## Source document

On April 12th, we were all treated to an 800-word victim-blaming turdfest that surely ranks as one of the worst professionally-written pieces of sportswriting in the history of the medium. A week later, the author, John Steigerwald, takes a wistful look back.
Author Of Victim-Blaming Column Apologizes, Declines To Apologize Sufficiently
Nowhere in my column did I suggest that Bryan Stow deserved the beating.
Nor did I “blame” him for the beating.
No dude, the thing is -- and this was the part we all thought was really wild -- you did!
Maybe someone can ask Stow, if he ever comes out of his coma, why he thought it was a good idea to wear Giants’ gear to a Dodgers’ home opener when there was a history of out-of-control drunkenness and arrests at that event going back several years.
That, from Steigerwald’s first article, is victim-blaming; of that there can be no doubt. Sometimes, people who write on a daily basis write things they later come to regret. Even if we don’t all understand how this happens, we may as well collectively acknowledge that it happens, and a writer ought to be able to own up to his mistake and unconditionally apologize for it.
Maybe, if I had done a better job of writing, my words would not have been so easily misconstrued - preconceived notions or not.
“Someone mis-labeled the keys on my typewriter” is the closest I can come to a plausible explanation. This wasn’t an error of word selection or syntax, it was an error in moral judgment. Steigerwald argues that national readers who weren’t familiar with his writing were reading the piece out of context; whether or not he realizes it, the point he is arguing here is not a terribly flattering one.
It isn’t worth dwelling on any of this for too long, but we’ve encountered a piece of writing so offensive that a conditional apology won’t suffice.
I never dreamed anybody who knew Brian Stow would read those words, and they wouldn’t have if it hadn’t gone viral.
Dear John Steigerwald: Internet. Signed, Internet.

## Exercise goal
State whether each of the following statements agrees with the article above on John Steigerwald's apology. For each, answer yes or no and quote the words of the article that decide it. 1. Steigerwald says his column never suggested that Stow deserved the beating. 2. The article treats the column's fault as an error of word selection or syntax. 3. Steigerwald expected people who knew Stow to read his column.

## Data records
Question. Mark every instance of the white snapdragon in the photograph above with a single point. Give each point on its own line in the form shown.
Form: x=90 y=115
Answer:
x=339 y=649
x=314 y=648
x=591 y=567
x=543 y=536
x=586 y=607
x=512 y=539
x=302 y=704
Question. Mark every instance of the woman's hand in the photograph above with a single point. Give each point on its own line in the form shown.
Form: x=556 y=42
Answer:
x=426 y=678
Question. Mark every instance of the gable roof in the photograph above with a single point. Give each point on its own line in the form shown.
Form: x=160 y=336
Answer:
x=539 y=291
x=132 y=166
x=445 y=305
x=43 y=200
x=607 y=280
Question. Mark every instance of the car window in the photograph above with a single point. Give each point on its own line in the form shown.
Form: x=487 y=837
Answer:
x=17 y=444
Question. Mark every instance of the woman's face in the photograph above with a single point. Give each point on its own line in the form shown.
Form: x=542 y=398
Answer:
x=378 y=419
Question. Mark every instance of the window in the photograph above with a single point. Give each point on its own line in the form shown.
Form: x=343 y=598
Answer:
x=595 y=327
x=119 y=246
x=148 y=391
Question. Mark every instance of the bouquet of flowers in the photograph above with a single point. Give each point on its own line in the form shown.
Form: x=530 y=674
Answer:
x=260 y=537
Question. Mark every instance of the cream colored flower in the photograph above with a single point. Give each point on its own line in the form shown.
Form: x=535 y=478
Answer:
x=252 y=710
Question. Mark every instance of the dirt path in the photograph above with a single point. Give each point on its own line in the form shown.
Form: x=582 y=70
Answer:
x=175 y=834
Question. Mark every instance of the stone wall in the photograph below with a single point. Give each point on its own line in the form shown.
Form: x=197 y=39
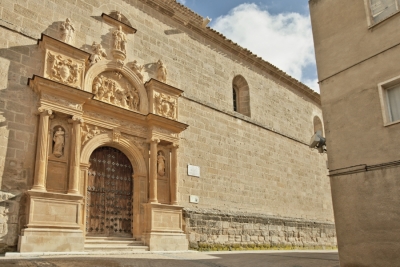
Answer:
x=260 y=164
x=218 y=230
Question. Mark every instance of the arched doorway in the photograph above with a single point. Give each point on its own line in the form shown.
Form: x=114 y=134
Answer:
x=109 y=194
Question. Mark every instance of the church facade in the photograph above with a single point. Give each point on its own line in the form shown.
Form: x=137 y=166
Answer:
x=133 y=123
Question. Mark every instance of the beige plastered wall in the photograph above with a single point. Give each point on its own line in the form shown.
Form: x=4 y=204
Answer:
x=260 y=164
x=353 y=57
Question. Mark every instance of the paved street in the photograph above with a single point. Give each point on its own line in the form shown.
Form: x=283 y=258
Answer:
x=189 y=259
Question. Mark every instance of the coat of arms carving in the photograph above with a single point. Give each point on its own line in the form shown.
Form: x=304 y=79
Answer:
x=63 y=69
x=114 y=88
x=165 y=105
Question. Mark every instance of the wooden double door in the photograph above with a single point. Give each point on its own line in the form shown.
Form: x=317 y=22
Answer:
x=109 y=194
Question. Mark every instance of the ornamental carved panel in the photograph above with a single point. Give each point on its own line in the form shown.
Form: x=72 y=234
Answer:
x=114 y=88
x=63 y=69
x=165 y=105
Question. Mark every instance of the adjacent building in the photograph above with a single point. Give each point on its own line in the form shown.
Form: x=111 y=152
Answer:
x=357 y=50
x=133 y=125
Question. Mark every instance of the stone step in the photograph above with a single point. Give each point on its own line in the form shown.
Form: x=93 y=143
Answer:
x=114 y=244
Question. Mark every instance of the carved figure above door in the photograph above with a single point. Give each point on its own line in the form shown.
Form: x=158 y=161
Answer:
x=165 y=105
x=113 y=87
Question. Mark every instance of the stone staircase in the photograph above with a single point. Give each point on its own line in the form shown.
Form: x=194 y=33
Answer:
x=114 y=244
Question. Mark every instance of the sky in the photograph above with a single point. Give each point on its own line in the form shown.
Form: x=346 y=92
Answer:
x=279 y=31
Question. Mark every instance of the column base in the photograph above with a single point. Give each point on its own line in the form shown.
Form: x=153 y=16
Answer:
x=51 y=240
x=164 y=228
x=166 y=241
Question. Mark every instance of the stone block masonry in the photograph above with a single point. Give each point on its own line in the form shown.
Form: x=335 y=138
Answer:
x=217 y=230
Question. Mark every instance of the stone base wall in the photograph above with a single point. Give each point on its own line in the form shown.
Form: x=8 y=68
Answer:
x=216 y=230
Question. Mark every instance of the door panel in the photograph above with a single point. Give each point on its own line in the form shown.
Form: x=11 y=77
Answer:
x=109 y=194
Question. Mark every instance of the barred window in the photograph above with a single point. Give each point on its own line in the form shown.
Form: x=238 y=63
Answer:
x=241 y=95
x=381 y=9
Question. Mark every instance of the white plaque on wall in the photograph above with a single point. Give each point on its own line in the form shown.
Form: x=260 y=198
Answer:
x=194 y=170
x=194 y=199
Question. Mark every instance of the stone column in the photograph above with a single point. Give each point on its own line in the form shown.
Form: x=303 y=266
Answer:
x=42 y=150
x=153 y=170
x=74 y=173
x=174 y=174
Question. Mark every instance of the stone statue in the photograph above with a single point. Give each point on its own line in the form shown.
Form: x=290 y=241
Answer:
x=58 y=142
x=97 y=85
x=119 y=39
x=67 y=31
x=161 y=71
x=119 y=16
x=160 y=164
x=98 y=53
x=137 y=69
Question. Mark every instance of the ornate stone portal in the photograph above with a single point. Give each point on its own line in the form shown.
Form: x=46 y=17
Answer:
x=80 y=111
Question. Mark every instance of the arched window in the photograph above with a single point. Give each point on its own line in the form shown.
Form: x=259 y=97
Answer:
x=234 y=99
x=241 y=95
x=318 y=125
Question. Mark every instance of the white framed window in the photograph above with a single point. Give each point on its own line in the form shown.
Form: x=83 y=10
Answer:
x=389 y=94
x=382 y=9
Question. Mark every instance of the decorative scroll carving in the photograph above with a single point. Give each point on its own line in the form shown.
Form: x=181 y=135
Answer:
x=165 y=105
x=161 y=71
x=98 y=53
x=88 y=132
x=114 y=88
x=58 y=138
x=119 y=15
x=137 y=69
x=62 y=102
x=165 y=131
x=63 y=69
x=116 y=135
x=160 y=163
x=67 y=31
x=140 y=143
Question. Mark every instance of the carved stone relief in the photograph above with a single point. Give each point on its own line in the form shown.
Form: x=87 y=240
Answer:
x=164 y=131
x=67 y=31
x=140 y=143
x=98 y=53
x=160 y=163
x=64 y=70
x=116 y=135
x=119 y=44
x=59 y=142
x=114 y=88
x=61 y=101
x=161 y=71
x=165 y=105
x=89 y=131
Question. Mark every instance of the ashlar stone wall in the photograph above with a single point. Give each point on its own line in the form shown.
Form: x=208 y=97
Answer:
x=218 y=230
x=259 y=164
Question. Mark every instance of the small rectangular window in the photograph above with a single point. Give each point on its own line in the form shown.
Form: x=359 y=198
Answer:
x=389 y=94
x=393 y=100
x=381 y=9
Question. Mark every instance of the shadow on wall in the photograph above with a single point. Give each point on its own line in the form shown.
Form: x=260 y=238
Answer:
x=17 y=138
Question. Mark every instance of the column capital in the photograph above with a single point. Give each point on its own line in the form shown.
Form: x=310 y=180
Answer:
x=153 y=140
x=173 y=146
x=44 y=111
x=76 y=119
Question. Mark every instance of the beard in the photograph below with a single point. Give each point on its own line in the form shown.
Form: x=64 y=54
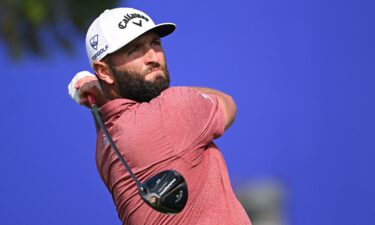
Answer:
x=132 y=85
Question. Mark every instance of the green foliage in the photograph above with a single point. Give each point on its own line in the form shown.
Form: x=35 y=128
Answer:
x=29 y=26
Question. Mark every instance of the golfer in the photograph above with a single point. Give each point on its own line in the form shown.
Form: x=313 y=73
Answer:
x=155 y=127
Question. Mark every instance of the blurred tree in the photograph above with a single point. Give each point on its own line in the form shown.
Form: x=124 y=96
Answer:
x=28 y=26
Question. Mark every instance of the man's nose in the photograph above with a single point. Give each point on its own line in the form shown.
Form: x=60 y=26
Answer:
x=151 y=56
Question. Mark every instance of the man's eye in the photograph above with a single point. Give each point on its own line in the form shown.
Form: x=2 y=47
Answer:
x=134 y=49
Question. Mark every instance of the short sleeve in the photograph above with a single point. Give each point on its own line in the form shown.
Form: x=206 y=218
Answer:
x=191 y=119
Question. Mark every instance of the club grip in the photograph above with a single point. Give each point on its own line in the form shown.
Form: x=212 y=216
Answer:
x=91 y=99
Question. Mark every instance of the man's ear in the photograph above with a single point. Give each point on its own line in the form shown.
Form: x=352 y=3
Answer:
x=103 y=72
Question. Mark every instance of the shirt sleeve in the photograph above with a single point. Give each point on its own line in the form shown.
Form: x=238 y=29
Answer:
x=191 y=119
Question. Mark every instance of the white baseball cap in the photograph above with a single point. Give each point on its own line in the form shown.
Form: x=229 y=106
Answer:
x=115 y=28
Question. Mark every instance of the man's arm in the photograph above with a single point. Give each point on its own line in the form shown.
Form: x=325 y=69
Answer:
x=226 y=103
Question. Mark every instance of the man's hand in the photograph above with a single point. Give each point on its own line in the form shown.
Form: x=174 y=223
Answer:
x=84 y=84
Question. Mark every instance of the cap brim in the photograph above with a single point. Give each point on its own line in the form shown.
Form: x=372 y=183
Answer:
x=163 y=29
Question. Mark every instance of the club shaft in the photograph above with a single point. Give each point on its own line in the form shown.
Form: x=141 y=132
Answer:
x=115 y=149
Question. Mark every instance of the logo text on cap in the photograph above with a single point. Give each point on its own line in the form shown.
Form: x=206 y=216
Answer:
x=94 y=42
x=124 y=22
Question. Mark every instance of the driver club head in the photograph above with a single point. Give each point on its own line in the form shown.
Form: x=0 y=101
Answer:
x=166 y=192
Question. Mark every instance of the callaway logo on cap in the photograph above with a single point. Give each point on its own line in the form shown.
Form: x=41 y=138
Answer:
x=115 y=28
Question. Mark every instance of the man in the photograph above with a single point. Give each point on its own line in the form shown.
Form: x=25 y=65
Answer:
x=155 y=127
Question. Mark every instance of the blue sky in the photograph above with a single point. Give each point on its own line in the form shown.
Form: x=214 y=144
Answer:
x=301 y=72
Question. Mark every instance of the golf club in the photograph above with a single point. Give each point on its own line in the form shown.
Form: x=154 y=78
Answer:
x=165 y=192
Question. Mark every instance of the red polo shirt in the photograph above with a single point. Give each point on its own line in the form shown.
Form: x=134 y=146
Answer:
x=174 y=131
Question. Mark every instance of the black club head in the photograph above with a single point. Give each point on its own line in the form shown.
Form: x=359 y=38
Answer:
x=166 y=192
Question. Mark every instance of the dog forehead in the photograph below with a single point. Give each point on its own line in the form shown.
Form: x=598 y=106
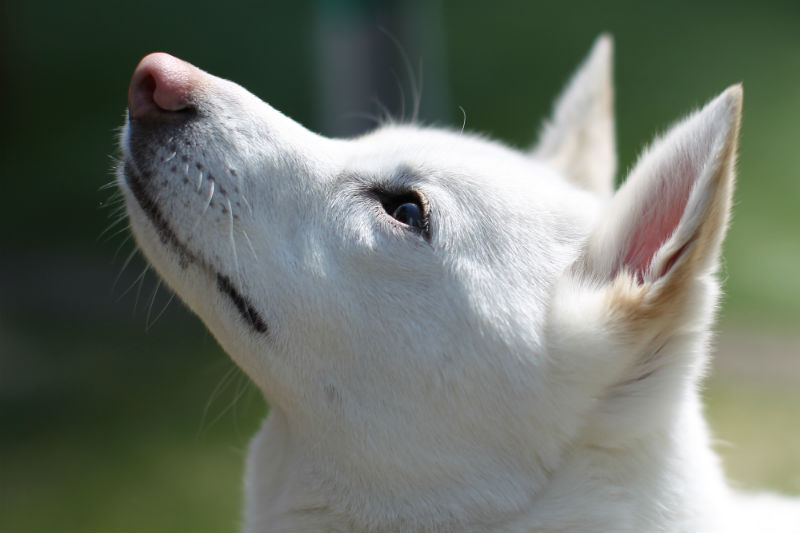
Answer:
x=459 y=162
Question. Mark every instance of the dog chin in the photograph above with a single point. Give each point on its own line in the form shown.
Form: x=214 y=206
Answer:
x=136 y=183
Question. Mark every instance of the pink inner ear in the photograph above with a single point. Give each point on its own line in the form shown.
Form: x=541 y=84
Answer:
x=659 y=216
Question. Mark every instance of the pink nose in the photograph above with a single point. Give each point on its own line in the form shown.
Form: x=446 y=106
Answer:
x=161 y=84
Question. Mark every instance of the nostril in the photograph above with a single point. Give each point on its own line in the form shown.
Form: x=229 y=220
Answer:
x=161 y=85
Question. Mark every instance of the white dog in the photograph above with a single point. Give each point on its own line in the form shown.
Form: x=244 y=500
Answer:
x=451 y=334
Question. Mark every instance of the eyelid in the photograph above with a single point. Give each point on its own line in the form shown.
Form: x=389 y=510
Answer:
x=391 y=200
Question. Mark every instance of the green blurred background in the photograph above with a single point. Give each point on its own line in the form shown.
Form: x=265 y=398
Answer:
x=115 y=418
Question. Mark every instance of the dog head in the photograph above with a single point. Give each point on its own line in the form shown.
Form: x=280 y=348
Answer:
x=428 y=306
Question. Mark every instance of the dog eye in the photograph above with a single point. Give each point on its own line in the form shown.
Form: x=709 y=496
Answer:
x=410 y=214
x=406 y=207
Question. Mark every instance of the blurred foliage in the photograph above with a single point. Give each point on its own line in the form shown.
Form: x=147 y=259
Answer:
x=111 y=424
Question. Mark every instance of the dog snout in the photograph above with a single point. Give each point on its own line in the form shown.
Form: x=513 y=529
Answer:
x=161 y=87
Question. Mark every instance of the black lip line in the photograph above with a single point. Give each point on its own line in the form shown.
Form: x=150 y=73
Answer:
x=168 y=237
x=135 y=182
x=244 y=306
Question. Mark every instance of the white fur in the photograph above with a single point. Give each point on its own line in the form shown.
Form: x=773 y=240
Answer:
x=516 y=371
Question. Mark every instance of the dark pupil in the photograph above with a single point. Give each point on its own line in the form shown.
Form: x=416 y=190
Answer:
x=409 y=213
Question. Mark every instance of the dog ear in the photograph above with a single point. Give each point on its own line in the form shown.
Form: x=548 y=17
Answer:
x=626 y=316
x=579 y=137
x=667 y=221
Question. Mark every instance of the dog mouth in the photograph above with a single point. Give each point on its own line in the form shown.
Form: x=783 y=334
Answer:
x=137 y=183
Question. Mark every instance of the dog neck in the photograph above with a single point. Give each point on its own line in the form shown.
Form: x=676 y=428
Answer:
x=658 y=479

## Result below
1. Yes: "Nowhere in my column did I suggest that Bryan Stow deserved the beating."
2. No: "This wasn’t an error of word selection or syntax, it was an error in moral judgment."
3. No: "I never dreamed anybody who knew Brian Stow would read those words"